Assignment:
In the text about the Minneapolis architecture firm Long and Kees, who did Frederick Kees partner with after the firm disbanded?

Exercise passage:
+ + +

Long and Kees was an architecture firm based in Minneapolis, Minnesota active for a twelve-year period starting from 1885 and ending in 1897. Named for its two proprietors, Franklin B. Long (1842-1912) and Frederick Kees (1852-1927), the firm designed several notable churches, offices, schools and houses, including Minneapolis City Hall. Most of the buildings designed by Long and Kees reflect the Richardsonian-Romanesque style.

== History ==
The firm was established in 1885 when Franklin Long, having recently relocated to Minneapolis from Chicago, partnered with Maryland-born Frederick Kees. In later years, Long added his son Louis Long as a partner, as well as Lowell A. Lamoreaux. After Long and Kees disbanded their firm, Kees partnered with Serenus Colburn starting in 1898 and ending in 1921.

== Legacy ==
===Long and Kees===
Many of Long and Kees's buildings remain standing today, such as the Lumber Exchange Building (1885), Hennepin Center for the Arts (1888), the Flour Exchange Building (1892), Hawthorn Terrace Apartments (20-26 N. 15th St., 1892), William Nott residence (15 Groveland Terrace, 1892) and Minneapolis City Hall (designed in 1897; completed in 1906). Clayborn Temple in Memphis, Tennessee is also standing.

At the same time, a number of buildings designed by Long and Kees have been demolished, such as the first Minneapolis Public Library (1889), the Minneapolis Corn Exchange, and Donaldson's Glass Block.

===Long and Long===
Anne C. and Frank B. Semple House in Minneapolis was designed by Long and Long.

+ + +

Given information:
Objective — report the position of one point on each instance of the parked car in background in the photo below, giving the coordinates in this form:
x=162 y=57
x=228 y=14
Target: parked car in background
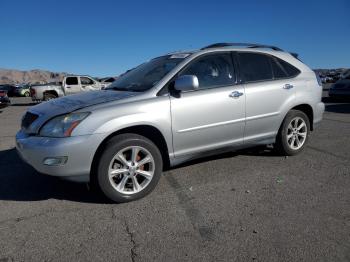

+ + +

Response:
Serenus Colburn, from 1898 to 1921.